START Supplied passage

If you want to look into the future of commuting, you need only go to the graduate transportation program at the Art Center College of Design in Pasadena, Calif.
The program's creator, Geoff Wardle, says he started it because he sees a coming tipping point "where all aspects of transportation, whether it's of people or goods, is going to go through some fundamental changes, and we've seen the early signs of that even with the convolutions the automobile industry has been through recently."
In the program's design studio, you can see almost every pie-in-the-sky idea about transportation — some as out there as flying cars to hovercraft. Most are more (ahem) down to earth.
Student Russell Singer is working on a project to crowdsource car design — so instead of going to a big car company you could build your own car that fits your needs.
"What we want to do is get it almost to this level of simplicity, like a Lego car, where you can just kind of plug things together, and you can experiment with the function and the form factor of the vehicle without needing to be an engineer or highly trained transportation designer," Singer says.

END Supplied passage
START Provided material

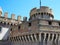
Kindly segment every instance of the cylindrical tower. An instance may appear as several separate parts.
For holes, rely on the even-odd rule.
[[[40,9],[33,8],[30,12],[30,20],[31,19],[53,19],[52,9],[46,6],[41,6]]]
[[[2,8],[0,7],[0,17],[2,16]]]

END Provided material
START Provided material

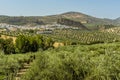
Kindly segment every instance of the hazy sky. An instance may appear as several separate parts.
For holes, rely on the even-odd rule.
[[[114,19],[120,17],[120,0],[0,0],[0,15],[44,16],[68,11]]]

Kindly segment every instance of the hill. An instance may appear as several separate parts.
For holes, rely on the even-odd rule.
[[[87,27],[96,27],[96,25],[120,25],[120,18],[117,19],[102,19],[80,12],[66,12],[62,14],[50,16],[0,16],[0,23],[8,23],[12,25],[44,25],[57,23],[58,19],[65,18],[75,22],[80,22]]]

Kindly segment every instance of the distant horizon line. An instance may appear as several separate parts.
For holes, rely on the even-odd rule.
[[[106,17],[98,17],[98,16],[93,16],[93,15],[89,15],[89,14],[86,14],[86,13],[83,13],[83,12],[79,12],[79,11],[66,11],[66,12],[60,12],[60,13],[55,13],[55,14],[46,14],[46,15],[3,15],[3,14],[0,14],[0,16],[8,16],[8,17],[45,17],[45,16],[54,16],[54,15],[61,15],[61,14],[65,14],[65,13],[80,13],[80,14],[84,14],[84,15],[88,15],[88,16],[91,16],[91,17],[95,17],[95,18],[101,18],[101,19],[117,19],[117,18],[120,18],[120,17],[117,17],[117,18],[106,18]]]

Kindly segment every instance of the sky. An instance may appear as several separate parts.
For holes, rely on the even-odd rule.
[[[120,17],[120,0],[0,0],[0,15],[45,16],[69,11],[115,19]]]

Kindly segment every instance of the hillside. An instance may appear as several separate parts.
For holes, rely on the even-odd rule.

END Provided material

**Instructions**
- A) Using the passage on the transportation design program, answer these questions:
(i) In which city is the Art Center College of Design located?
(ii) Who created the graduate transportation program?
(iii) What is student Russell Singer's project meant to do with car design?
- B) Reproduce the passage on the transportation design program, starting at "In the program's" and ending at "down to earth.".
This work does not need the material.

**Answers to the problems**
- A)
(i) Pasadena, Calif.
(ii) Geoff Wardle
(iii) Crowdsource it

- B)
In the program's design studio, you can see almost every pie-in-the-sky idea about transportation — some as out there as flying cars to hovercraft. Most are more (ahem) down to earth.